▶ _Text section_:
++++++++++++++++++++
Reviewer: Max Rashbrooke

In the endless, anguished debates about how to make classical music more relevant to new audiences, proposals are often put forward to strip away certain elements – reduce the formality, get the players out of their dinner suits, and so on. That has mostly seemed to me like a dead end: after all, people go to an orchestra concert, and are likely to continue going, because they want something a bit special, a heightened night out.

More promising, I think, is the approach of Estonian conductor Kristjan Jarvi, who likes to add things in. His programming for this concert began with the contemporary composer Max Richter’s Infra, whose accessible, cinematic modernism is a useful addition to the canon.

Jarvi also likes to augment the music with light shows. If other things can be multimedia, he seems to ask, why not classical music? (And, after all, if you don’t like it, you can just close your eyes, as some people do anyway.) So the performance of Infra began with a circle of spotlights throwing their white beans into a kind of cross above the orchestra’s head. Later, they mutated into disco lights, swirling patterns that suggested the bottom of the sea, and eventually near-darkness.
++++++++++++++++++++
▶ _Recorded information_:
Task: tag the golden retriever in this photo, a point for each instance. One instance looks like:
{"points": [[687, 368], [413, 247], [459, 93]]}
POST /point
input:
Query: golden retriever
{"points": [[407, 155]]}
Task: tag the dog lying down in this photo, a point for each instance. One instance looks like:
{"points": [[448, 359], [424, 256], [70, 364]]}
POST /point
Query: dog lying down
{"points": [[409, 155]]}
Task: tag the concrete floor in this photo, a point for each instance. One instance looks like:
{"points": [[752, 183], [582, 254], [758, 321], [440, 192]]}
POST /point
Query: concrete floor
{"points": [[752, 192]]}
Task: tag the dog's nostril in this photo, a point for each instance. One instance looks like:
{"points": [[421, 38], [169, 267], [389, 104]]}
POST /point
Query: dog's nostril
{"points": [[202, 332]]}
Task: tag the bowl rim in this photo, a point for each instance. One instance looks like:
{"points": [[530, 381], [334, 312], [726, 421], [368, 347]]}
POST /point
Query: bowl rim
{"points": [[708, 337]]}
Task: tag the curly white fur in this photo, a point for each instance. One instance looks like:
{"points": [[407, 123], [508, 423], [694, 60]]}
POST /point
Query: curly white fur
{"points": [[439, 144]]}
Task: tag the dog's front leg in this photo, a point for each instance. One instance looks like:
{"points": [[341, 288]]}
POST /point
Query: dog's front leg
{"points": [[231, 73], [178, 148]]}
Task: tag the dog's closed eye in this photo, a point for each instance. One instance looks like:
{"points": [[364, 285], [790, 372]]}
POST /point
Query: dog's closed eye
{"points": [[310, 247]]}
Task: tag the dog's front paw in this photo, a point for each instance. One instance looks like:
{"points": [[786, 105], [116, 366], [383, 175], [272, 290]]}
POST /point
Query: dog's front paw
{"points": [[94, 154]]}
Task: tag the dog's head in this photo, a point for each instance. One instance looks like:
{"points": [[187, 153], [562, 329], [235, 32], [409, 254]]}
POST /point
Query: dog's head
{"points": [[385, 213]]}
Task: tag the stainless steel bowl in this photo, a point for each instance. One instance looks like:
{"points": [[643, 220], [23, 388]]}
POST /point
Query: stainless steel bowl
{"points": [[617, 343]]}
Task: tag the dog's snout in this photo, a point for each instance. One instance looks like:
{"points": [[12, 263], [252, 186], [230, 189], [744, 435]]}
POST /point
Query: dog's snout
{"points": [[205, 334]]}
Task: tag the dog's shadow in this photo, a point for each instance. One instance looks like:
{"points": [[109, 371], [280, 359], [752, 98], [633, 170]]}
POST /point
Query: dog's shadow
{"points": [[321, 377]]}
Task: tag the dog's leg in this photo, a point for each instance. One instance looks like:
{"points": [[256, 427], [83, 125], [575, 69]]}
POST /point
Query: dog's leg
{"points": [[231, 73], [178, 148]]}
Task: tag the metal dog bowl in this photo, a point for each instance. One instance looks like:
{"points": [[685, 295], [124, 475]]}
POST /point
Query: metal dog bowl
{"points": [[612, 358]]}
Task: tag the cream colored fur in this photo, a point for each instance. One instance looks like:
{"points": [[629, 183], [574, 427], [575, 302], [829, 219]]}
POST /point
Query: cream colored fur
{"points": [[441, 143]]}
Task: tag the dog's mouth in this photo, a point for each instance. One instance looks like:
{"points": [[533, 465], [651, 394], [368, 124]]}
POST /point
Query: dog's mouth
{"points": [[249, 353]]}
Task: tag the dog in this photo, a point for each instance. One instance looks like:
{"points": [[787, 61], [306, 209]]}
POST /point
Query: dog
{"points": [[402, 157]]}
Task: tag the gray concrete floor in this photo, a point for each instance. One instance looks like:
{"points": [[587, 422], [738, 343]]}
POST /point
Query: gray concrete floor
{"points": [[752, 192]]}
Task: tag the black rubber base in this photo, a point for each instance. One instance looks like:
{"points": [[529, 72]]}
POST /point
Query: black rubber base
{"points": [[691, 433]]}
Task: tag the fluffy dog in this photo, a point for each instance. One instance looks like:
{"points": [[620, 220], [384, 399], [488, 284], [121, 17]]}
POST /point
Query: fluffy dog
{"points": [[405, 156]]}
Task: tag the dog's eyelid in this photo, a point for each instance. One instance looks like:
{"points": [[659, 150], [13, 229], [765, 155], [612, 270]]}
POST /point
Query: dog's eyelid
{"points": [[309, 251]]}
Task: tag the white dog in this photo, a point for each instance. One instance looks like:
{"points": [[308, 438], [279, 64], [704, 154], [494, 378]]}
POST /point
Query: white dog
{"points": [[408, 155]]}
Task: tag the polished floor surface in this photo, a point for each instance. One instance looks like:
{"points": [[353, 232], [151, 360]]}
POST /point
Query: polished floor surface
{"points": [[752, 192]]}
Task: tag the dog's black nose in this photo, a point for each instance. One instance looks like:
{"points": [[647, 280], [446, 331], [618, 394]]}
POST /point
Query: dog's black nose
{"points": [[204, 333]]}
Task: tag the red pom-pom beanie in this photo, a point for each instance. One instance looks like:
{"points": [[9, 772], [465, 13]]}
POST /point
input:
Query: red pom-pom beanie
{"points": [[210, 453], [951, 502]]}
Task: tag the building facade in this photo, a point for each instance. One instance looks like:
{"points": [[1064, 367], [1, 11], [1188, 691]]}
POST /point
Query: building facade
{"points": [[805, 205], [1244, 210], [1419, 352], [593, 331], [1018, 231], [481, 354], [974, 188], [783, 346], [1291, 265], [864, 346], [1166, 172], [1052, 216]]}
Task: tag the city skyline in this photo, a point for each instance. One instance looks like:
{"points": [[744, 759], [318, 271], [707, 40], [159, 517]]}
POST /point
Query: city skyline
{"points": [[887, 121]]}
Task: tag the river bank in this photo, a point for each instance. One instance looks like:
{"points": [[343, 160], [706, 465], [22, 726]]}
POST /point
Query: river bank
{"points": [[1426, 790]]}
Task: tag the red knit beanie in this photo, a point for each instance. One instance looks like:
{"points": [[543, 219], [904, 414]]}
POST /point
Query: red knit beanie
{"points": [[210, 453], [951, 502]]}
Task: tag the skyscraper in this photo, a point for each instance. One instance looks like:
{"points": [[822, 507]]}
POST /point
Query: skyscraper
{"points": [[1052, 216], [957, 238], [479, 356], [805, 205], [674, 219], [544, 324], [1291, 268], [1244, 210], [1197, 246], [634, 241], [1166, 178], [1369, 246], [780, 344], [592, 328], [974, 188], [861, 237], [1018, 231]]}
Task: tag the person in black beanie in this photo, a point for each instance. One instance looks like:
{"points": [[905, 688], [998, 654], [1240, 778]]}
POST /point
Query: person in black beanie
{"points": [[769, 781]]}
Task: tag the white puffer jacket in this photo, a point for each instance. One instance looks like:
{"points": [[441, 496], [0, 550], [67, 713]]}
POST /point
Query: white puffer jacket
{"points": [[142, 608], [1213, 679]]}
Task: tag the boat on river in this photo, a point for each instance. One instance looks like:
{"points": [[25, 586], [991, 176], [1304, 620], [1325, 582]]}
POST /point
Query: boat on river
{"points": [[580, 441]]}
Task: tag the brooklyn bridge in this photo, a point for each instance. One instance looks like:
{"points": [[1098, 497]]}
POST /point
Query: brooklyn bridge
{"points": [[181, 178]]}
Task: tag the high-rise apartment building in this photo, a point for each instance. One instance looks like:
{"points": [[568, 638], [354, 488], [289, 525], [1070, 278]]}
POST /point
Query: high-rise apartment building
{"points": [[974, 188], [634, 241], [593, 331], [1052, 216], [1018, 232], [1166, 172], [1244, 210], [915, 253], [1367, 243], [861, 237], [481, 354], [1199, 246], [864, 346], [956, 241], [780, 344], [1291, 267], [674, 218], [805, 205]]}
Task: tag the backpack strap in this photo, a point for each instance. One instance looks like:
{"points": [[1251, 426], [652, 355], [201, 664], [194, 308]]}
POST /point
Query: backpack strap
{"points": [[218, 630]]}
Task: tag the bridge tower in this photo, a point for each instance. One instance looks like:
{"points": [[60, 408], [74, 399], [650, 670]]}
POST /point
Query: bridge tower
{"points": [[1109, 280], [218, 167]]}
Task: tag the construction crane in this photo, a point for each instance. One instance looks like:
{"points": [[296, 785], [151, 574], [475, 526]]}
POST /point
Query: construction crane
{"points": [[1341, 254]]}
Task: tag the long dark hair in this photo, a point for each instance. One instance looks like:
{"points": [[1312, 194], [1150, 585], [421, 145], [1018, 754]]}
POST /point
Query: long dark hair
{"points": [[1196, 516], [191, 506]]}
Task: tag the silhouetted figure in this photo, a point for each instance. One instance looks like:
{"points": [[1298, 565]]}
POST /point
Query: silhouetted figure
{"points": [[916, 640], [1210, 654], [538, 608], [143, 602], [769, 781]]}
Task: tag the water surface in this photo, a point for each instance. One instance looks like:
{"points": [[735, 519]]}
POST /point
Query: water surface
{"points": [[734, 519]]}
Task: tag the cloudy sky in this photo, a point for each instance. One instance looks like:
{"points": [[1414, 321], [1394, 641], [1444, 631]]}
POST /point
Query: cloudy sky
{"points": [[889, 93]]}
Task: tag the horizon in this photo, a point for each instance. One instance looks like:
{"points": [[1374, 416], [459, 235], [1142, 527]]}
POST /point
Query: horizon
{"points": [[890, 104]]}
++++++++++++++++++++
▶ _What to do_:
1. Answer these questions about the concert review:
(a) What nationality is the conductor Kristjan Jarvi?
(b) Which composer wrote Infra?
(c) What shape did the circle of spotlights form above the orchestra's head?
2. Report every line of the records that contains the string "horizon". Case counts.
The records are unrelated to the text.

▶ _Exercise solutions_:
1.
(a) Estonian
(b) Max Richter
(c) A kind of cross

2.
Task: tag the horizon in this photo, a point for each instance. One instance looks like:
Query: horizon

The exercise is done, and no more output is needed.